▶ [Task directions] Retype every entry below without altering anything.

________________________________________

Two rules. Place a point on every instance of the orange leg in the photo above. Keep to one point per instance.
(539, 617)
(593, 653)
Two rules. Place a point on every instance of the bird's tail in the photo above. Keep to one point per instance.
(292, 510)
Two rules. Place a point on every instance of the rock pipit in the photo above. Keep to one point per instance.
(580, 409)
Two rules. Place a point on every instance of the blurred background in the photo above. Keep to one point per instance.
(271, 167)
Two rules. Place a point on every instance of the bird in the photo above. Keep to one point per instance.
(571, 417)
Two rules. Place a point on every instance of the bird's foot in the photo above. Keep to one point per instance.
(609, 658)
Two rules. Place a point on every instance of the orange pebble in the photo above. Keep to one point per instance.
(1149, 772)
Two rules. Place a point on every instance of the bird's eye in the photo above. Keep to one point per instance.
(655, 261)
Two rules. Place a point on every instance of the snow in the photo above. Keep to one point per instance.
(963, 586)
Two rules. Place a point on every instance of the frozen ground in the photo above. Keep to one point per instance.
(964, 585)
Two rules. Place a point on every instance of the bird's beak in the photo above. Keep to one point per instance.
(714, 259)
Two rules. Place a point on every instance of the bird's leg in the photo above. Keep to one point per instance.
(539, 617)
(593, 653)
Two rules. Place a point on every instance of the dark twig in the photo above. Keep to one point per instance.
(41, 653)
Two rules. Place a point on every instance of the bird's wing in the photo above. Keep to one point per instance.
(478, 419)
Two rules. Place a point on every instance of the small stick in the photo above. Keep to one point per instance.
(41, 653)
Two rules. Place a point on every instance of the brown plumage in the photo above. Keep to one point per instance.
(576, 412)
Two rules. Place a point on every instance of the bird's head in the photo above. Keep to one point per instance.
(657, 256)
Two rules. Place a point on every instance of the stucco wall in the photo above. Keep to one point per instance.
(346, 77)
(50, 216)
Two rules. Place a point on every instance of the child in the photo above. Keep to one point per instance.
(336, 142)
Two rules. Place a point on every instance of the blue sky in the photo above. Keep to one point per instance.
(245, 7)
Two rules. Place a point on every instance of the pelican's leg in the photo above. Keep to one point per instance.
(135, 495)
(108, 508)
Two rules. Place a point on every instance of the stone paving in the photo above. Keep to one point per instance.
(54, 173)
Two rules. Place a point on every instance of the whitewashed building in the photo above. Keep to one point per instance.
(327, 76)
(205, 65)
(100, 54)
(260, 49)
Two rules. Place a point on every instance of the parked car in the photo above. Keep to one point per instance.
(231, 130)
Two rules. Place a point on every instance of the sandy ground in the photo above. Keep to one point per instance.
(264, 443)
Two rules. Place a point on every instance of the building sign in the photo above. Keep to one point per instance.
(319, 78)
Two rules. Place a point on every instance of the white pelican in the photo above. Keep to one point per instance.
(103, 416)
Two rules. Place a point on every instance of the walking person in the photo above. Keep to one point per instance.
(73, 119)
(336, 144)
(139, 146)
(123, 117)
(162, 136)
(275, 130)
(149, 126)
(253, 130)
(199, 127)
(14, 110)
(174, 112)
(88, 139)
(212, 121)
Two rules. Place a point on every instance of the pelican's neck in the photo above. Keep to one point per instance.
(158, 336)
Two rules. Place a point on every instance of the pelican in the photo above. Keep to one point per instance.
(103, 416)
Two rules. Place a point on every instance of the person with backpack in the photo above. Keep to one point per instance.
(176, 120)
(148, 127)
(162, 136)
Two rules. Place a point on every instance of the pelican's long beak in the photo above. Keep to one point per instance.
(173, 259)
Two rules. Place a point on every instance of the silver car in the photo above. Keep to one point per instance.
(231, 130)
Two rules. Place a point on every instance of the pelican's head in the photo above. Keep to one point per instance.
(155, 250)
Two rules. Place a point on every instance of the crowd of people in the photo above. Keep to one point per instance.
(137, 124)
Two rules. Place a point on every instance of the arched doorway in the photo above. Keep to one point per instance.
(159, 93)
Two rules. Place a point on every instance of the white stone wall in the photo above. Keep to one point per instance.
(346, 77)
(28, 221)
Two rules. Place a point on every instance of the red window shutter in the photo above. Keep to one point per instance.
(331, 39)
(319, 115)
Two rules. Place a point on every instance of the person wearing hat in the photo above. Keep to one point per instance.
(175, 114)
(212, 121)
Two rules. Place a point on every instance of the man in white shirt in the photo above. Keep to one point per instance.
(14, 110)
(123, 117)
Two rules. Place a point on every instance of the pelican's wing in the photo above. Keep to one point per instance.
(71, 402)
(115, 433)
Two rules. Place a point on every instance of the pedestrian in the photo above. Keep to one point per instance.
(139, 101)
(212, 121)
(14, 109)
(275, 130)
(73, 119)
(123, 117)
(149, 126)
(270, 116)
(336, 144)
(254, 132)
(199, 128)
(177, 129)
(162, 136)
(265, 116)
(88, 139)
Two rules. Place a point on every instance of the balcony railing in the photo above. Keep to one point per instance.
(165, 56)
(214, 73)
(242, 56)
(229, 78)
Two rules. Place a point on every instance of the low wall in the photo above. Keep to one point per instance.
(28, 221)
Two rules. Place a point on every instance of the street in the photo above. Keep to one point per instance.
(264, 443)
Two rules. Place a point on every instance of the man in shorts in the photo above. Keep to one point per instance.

________________________________________

▶ [Final answer]
Two rules. Place a point on every instance of the orange leg in the photo above. Keep to one point per instance.
(539, 617)
(593, 653)
Two rules. Place a point on every instance of the bird's tail in the photo above. Keep to one point per instance.
(292, 510)
Two rules. Place a point on every instance of the rock pipit in the photo above. Keep to one point per instance.
(580, 409)
Two rules. Place a point on every instance of the blurred background in the photo above. Keep to one point per instance.
(271, 167)
Two rules. Place a point on every instance of the bird in the photo above. Keep to one point per instance.
(571, 417)
Two rules. Place a point on every instance of the bird's foot in the photo above. Keep to one point per instance.
(609, 658)
Two rules. Place a point on every instance of the orange pebble in the photo above. Keep to one point per instance.
(1149, 772)
Two rules. Place a point on every instance of the bird's eye in the photo above. Keep to one point per instance.
(655, 261)
Two rules. Place a point on every instance of the snow in the photo above. Keep to one point per instance.
(963, 586)
Two rules. Place a point on every instance of the frozen ground in the photo above. Keep to one point per instance.
(964, 585)
Two rules. Place a point on every instance of the bird's beak in the photo above. Keep to one point per instance.
(714, 259)
Two rules. Place a point on every instance of the bird's leg in the photo above. Keep to one point per instance.
(539, 617)
(593, 653)
Two rules. Place a point on every instance of the dark twig in the photo above. Keep to one point per instance.
(41, 653)
Two rules. Place a point on every instance of the bird's wing in the photo above. Keep to one point per instance.
(478, 419)
Two rules. Place a point on every instance of the small stick in the photo above. Keep to one point per instance.
(41, 653)
Two rules. Place a point on every instance of the brown plumage in the photo above. Keep to one point per instance.
(576, 412)
Two rules. Place a point on every instance of the bird's head in the photo above. Keep to one point per instance.
(657, 256)
Two rules. Place a point on every instance of the stucco wall in the photo above. Keep to one point per instance.
(346, 77)
(50, 216)
Two rules. Place a point on every instance of the child in the photo above. Keep to one point per instance.
(336, 142)
Two rules. Place a point on every instance of the blue sky in the photo above. Keep to one point per instance.
(245, 7)
Two rules. Place a point on every instance of the pelican's leg in the photo above. Keep to one point per instance.
(135, 495)
(108, 508)
Two rules. Place a point on every instance of the stone paving in the photo above. Keep to one point per instance.
(54, 173)
Two rules. Place a point on every instance of the whitewashed building in the photo above. Keep to one point per instance.
(327, 76)
(205, 65)
(100, 54)
(260, 49)
Two rules. Place a point on every instance of the parked car in the photo above. Keep to one point per instance.
(231, 130)
Two rules. Place a point on every instance of the sandy ground in the photo above. Keep to one point per instance.
(264, 443)
Two rules. Place a point on every instance of the building sign in the photo above. Keep to one point per instance.
(319, 78)
Two rules. Place a point on every instance of the white pelican in the photo above. Keep to one point per instance.
(103, 416)
Two rules. Place a point on every instance of the walking person in the photo above. Keep to one point per instance.
(73, 119)
(336, 144)
(139, 146)
(123, 117)
(162, 136)
(275, 130)
(149, 126)
(253, 130)
(199, 127)
(14, 110)
(174, 112)
(88, 139)
(212, 121)
Two rules. Place a point on every instance of the pelican's neck in the photo above. Keep to one point per instance.
(158, 336)
Two rules. Place a point on every instance of the pelican in the photo above. Keep to one point per instance.
(103, 416)
Two rules. Place a point on every instance of the person with backpack in the photo above. Keep to one point per instance.
(176, 120)
(148, 127)
(162, 136)
Two rules. Place a point on every instance of the pelican's long beak in the photo above. Keep to one point per instance.
(173, 259)
Two rules. Place a point on every instance of the silver car in the photo above. Keep to one point per instance.
(231, 130)
Two rules. Place a point on every instance of the pelican's head in the photo above. Keep to one point per instance.
(155, 250)
Two rules. Place a point on every instance of the crowd of people in the photo above. Keep to one point per instance.
(137, 124)
Two rules. Place a point on every instance of the arched doorway in the photo above. Keep to one point per instance.
(159, 93)
Two rules. Place a point on every instance of the white stone wall in the photo above. Keep to one point per instance.
(346, 77)
(28, 221)
Two rules. Place a point on every instance of the red window shutter in the photo above. Keep to one point per instance.
(331, 39)
(319, 115)
Two rules. Place a point on every instance of the person wearing hat in the photo above. Keep to one point per instance.
(175, 114)
(212, 121)
Two rules. Place a point on every instance of the man in white shirt in the photo above. Keep to one point per instance.
(14, 110)
(123, 117)
Two rules. Place a point on every instance of the pelican's wing in the photo above. Keep to one point per instance.
(71, 402)
(115, 433)
Two rules. Place a point on every instance of the pedestrian in the photo above. Keep to one point per instance.
(139, 101)
(212, 121)
(14, 109)
(275, 130)
(73, 119)
(123, 117)
(149, 126)
(270, 116)
(336, 144)
(254, 132)
(199, 128)
(177, 129)
(162, 136)
(265, 116)
(88, 139)
Two rules. Place a point on every instance of the balcony railing in the photo above. Keep to one point per instance.
(165, 56)
(214, 73)
(242, 56)
(229, 78)
Two rules. Place a point on every instance of the low wall in the photo above. Keep to one point per instance.
(28, 221)
Two rules. Place a point on every instance of the street in the photo above. Keep to one point per instance.
(264, 443)
Two rules. Place a point on every instance of the man in shorts in the photo above. Keep to one point per instance.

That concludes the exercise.